What you are asked to do ::
Reproduce the data below verbatim, from its first line up to and including the line that contains "450,266,713,527".

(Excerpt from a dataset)

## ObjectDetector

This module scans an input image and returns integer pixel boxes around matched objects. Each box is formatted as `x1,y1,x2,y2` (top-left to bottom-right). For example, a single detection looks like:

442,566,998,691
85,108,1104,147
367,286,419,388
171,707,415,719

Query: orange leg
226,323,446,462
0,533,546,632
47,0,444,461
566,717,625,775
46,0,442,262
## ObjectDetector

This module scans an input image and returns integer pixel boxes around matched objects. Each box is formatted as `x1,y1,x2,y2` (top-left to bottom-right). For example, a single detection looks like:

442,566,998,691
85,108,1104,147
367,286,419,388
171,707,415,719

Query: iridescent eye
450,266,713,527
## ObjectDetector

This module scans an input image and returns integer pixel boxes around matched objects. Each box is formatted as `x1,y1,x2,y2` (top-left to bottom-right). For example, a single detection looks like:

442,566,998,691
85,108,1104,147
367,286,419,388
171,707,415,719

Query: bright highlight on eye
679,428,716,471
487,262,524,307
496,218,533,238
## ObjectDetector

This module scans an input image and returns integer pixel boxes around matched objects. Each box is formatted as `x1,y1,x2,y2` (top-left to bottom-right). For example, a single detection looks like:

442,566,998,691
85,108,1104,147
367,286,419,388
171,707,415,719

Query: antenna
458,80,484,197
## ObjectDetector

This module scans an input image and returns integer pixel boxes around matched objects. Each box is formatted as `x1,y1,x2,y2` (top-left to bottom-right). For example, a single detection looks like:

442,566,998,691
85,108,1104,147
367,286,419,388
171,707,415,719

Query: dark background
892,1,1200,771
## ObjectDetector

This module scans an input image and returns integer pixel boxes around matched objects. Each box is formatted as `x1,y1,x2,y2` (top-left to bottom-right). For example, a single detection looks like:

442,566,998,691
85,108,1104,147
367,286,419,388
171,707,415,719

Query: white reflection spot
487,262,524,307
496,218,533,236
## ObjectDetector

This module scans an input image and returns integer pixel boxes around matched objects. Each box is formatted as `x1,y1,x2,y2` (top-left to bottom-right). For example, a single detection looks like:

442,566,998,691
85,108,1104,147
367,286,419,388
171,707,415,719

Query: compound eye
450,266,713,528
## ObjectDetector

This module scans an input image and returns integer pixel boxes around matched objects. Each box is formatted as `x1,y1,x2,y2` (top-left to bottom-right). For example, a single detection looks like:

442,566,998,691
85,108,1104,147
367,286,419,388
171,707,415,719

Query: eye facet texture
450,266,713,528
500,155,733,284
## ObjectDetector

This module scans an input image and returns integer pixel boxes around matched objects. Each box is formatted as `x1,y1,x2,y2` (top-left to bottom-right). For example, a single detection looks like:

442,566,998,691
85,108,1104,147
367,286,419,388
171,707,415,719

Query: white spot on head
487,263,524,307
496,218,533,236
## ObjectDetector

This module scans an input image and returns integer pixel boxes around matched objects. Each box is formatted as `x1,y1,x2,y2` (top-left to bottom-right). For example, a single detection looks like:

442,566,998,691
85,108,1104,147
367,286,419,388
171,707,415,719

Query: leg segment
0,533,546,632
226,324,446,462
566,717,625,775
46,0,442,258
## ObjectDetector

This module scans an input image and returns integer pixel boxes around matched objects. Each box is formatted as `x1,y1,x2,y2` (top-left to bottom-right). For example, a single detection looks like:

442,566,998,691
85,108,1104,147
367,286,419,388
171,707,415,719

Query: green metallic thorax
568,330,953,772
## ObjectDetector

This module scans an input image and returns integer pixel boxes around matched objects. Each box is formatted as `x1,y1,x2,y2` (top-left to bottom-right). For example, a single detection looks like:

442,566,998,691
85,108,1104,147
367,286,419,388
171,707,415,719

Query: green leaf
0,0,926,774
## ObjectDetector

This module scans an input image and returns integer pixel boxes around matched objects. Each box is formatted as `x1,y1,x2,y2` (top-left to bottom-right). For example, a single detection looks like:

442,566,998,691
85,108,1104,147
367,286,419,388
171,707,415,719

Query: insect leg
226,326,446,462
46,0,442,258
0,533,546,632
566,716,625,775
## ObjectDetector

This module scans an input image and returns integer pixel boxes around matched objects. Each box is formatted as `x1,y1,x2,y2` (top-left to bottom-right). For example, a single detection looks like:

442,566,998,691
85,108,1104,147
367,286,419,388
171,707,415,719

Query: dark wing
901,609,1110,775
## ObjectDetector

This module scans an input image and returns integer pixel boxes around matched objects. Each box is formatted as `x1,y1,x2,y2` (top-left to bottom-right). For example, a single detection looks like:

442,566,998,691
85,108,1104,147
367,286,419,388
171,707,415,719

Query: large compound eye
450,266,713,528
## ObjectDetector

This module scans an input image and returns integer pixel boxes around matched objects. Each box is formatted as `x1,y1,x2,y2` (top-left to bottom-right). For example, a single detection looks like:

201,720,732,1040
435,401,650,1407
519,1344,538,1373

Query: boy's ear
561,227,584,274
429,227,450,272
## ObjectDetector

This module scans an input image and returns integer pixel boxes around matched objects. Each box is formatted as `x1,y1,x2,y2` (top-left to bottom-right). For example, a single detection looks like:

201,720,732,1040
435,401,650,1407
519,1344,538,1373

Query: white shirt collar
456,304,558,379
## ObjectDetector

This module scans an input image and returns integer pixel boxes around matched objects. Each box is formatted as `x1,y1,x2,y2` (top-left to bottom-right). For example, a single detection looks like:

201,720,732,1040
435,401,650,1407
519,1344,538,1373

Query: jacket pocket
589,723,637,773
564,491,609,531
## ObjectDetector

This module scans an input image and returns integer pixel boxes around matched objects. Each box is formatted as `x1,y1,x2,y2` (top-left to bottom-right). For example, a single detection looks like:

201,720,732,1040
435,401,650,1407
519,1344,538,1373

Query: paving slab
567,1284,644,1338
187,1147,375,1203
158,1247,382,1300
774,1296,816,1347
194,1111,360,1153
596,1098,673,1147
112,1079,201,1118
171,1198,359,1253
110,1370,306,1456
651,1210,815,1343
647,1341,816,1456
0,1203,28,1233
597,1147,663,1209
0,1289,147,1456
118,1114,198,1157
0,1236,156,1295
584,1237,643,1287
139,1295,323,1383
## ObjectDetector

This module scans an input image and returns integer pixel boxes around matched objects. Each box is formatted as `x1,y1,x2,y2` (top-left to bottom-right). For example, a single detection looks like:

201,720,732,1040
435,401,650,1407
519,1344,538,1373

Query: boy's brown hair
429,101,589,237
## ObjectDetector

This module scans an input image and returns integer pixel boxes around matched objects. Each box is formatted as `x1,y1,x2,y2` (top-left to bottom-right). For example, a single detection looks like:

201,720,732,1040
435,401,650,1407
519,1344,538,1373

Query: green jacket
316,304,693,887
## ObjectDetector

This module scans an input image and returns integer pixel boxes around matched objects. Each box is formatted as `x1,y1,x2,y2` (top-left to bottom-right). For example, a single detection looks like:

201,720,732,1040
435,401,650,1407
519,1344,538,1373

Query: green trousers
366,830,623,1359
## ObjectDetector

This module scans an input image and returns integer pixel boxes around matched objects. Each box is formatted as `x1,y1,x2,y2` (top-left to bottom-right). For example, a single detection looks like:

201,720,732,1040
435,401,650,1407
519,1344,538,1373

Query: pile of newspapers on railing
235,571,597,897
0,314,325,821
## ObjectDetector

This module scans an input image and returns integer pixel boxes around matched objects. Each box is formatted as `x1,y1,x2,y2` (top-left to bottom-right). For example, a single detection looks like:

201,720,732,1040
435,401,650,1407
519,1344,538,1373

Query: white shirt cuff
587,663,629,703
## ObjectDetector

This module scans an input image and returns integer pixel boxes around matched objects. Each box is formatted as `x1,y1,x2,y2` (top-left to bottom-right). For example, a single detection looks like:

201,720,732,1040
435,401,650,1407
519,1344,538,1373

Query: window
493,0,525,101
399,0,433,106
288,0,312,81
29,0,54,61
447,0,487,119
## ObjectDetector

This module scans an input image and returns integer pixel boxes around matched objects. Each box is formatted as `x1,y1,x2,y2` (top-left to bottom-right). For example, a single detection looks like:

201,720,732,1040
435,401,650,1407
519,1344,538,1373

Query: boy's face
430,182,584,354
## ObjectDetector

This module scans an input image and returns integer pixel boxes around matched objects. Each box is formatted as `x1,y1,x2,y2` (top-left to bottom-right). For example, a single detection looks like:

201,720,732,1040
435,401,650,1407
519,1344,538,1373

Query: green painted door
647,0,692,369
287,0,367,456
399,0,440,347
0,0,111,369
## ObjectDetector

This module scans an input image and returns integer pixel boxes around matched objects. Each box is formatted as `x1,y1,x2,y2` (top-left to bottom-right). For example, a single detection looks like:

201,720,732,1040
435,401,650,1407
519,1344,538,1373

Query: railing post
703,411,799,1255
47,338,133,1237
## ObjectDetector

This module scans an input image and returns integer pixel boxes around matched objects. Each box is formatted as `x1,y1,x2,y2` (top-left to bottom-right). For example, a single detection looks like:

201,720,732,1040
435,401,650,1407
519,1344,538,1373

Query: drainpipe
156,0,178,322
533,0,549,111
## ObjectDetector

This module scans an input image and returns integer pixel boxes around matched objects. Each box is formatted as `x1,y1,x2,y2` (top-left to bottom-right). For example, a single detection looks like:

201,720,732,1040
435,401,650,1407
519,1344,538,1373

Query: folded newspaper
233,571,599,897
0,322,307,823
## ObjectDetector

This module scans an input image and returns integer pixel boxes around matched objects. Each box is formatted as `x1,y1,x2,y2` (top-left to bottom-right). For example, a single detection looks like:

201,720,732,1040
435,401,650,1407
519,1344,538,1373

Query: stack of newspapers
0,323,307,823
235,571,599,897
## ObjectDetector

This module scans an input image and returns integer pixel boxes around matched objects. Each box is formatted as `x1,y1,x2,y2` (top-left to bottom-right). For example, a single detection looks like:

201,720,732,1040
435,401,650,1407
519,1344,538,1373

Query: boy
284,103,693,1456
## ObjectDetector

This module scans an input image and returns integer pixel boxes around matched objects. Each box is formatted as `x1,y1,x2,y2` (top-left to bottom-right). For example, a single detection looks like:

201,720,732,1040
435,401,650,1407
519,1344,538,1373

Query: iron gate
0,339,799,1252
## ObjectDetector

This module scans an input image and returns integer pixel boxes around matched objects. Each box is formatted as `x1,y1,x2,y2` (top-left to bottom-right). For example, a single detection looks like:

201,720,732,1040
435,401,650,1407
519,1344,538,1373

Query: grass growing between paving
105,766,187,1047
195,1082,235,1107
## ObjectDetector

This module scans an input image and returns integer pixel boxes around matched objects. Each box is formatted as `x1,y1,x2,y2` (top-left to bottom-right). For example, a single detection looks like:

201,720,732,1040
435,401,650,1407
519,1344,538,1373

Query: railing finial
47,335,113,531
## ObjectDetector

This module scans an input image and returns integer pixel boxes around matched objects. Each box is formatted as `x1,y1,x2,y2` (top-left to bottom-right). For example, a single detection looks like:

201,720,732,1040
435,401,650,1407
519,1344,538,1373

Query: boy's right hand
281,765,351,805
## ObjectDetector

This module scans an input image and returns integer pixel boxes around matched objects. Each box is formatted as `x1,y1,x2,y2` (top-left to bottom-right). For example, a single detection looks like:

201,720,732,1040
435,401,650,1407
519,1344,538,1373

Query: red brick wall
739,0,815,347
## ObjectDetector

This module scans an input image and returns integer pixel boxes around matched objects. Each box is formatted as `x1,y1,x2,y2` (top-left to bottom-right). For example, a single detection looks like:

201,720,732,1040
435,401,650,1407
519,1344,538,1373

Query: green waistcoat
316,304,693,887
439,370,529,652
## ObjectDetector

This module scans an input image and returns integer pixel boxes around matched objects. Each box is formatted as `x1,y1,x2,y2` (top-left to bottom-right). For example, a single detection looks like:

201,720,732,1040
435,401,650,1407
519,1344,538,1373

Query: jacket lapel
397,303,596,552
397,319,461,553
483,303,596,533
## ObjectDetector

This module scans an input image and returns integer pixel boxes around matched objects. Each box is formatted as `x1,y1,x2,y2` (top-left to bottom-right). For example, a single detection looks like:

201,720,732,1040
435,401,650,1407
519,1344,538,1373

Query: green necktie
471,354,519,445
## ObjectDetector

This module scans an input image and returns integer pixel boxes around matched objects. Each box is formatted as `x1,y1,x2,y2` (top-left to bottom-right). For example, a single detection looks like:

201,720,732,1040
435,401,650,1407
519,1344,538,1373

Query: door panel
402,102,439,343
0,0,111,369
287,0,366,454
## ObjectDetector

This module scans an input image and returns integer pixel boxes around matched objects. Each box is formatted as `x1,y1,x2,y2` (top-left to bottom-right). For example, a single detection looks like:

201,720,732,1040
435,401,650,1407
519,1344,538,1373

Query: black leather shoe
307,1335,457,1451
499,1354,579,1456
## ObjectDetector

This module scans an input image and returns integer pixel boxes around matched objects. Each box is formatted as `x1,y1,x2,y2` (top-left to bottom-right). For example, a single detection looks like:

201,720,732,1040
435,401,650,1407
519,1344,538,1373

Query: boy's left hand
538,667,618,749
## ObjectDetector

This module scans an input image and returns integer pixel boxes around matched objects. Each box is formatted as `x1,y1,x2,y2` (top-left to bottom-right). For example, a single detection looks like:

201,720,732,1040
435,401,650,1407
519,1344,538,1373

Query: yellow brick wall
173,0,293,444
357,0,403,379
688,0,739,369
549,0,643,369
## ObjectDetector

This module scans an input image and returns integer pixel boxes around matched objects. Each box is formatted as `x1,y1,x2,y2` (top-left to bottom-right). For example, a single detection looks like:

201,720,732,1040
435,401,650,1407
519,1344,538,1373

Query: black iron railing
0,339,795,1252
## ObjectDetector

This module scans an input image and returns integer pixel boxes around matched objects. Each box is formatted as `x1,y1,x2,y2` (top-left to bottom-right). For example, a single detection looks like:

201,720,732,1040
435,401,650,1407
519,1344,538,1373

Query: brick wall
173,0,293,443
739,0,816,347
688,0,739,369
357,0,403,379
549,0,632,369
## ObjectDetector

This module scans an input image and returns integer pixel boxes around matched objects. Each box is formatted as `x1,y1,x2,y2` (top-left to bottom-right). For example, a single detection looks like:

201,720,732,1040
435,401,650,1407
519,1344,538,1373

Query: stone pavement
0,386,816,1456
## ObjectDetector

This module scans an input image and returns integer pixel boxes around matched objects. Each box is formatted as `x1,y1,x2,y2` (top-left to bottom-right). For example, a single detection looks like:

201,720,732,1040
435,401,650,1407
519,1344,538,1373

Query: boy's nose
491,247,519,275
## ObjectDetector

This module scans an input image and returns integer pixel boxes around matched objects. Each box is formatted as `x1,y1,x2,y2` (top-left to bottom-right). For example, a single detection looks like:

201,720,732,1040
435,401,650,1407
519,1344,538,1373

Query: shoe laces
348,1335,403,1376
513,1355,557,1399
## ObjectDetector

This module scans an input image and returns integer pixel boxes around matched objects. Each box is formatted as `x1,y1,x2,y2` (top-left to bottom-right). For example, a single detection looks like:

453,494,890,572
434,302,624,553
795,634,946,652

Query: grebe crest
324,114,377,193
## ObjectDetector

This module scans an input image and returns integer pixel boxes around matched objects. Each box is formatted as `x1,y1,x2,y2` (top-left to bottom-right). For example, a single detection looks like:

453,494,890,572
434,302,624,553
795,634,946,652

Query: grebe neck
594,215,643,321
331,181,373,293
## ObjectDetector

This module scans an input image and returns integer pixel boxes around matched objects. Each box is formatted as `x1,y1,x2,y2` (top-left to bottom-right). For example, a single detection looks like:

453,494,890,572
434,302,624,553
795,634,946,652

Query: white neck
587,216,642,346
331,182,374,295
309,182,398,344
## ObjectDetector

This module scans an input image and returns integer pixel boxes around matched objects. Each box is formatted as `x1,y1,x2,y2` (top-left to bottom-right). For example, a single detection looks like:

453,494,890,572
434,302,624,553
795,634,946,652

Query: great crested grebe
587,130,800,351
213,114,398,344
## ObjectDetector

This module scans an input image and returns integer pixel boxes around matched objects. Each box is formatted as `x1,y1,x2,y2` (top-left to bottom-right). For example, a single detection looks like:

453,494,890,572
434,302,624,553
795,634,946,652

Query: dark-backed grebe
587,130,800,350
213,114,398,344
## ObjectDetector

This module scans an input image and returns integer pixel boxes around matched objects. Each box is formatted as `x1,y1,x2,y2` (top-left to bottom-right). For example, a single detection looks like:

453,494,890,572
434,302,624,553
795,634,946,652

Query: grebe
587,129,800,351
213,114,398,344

Answer for this exercise ::
## ObjectDetector

This module scans an input image and returns integer pixel boxes around matched objects. Each box is formatted as `x1,y1,x2,y2` (top-left to bottom-right). For example, a single detection looks like:

442,566,998,691
85,108,1104,147
367,286,419,388
171,707,415,719

Query: orange leg
226,323,446,462
0,533,546,632
47,0,444,461
566,717,625,775
46,0,442,262
## ObjectDetector

This module scans an input image and returns integer pixel boxes around matched objects. Each box is formatted as `x1,y1,x2,y2` (top-left to bottom-right). For example, a single detection looks like:

442,566,998,691
85,108,1104,147
367,286,419,388
171,707,415,719

Query: iridescent eye
450,266,713,527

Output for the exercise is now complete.